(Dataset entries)
________________________
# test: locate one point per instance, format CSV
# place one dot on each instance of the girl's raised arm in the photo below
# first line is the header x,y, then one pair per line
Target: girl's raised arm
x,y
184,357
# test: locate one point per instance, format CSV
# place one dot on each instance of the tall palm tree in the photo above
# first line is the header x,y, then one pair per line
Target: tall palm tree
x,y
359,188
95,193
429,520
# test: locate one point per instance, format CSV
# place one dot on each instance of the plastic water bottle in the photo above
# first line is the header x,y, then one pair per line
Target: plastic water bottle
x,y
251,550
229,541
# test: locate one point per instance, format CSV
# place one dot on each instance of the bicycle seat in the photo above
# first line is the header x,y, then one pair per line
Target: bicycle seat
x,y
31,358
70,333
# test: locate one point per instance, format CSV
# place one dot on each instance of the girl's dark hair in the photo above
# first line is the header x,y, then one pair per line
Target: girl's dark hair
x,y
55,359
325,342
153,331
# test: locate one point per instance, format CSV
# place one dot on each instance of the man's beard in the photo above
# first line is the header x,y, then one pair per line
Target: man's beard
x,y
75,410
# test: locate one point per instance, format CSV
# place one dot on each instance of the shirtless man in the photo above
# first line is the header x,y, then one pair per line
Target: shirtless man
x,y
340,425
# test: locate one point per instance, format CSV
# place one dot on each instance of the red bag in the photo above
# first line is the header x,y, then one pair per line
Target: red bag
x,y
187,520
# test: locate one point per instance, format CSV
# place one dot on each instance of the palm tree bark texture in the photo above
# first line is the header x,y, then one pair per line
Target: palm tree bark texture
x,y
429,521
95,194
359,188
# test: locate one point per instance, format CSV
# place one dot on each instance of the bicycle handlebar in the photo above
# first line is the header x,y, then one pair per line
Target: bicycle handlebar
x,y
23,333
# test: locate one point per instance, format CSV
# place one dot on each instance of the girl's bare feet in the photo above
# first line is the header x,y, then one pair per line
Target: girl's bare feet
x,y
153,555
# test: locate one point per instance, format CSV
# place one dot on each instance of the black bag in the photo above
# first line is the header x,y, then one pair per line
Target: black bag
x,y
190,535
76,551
________________________
**TASK:** All the lines above should appear again in the answer, exactly as written.

**ANSWER SPACE:**
# test: locate one point per instance, format CSV
# place one dot on each instance of the girl's raised arm in the photo below
# first line is the header x,y, then one pair per line
Target: girl's raised arm
x,y
184,357
# test: locate one point per instance, format CSV
# place one dot on each instance of the tall palm tree in the photo above
# first line is the header x,y, then one pair per line
Target: tall palm tree
x,y
359,188
95,193
429,520
# test: locate one point per instance, format CSV
# place one dot on each instance of the plastic water bottle in the photo above
# first line is the header x,y, then one pair per line
Target: plastic water bottle
x,y
251,550
229,541
# test: locate one point per instance, format CSV
# place one dot on each instance of the bicycle seat in the photo above
# first line is the header x,y, then one pair per line
Target: bicycle seat
x,y
31,358
70,333
# test: locate one point per instance, format CSV
# place one dot on each instance of the girl's dark hair in the photo above
# first line is the header x,y, then one pair per line
Target: girl's dark hair
x,y
55,359
325,342
153,331
# test: locate one point per instance, format CSV
# place one dot on each instance of the man's beard in the photo above
# first line is the header x,y, then one pair per line
Target: man's beard
x,y
75,410
# test: locate one point per instance, format CSV
# place one dot on each instance of the shirtless man in the photo above
# first line is the header x,y, then one pair per line
Target: shirtless man
x,y
340,425
# test: locate one point per instance, format CSV
# place one dot on each instance of the red bag in the photo above
# first line is the header x,y, then one pair per line
Target: red bag
x,y
187,520
# test: locate one point per instance, format CSV
# place one dot on each instance of the palm tree bark texture in the photo above
# first line is the header x,y, then one pair per line
Target: palm tree bark texture
x,y
429,521
95,194
359,188
# test: locate one point per instance, format CSV
# place one dot on each instance of the bicycle handlebar in the photo above
# first line is the header x,y, then one pair per line
Target: bicycle handlebar
x,y
23,333
# test: locate one point per instance, format CSV
# place one dot on each instance of the girl's bare feet in the photo above
# first line is the header x,y, then one pair per line
Target: girl's bare feet
x,y
153,555
# test: locate one point per instance, format CSV
# place one dot on each instance of the black bag in the photo above
# first line is the header x,y, then one pair per line
Target: black bag
x,y
190,535
76,551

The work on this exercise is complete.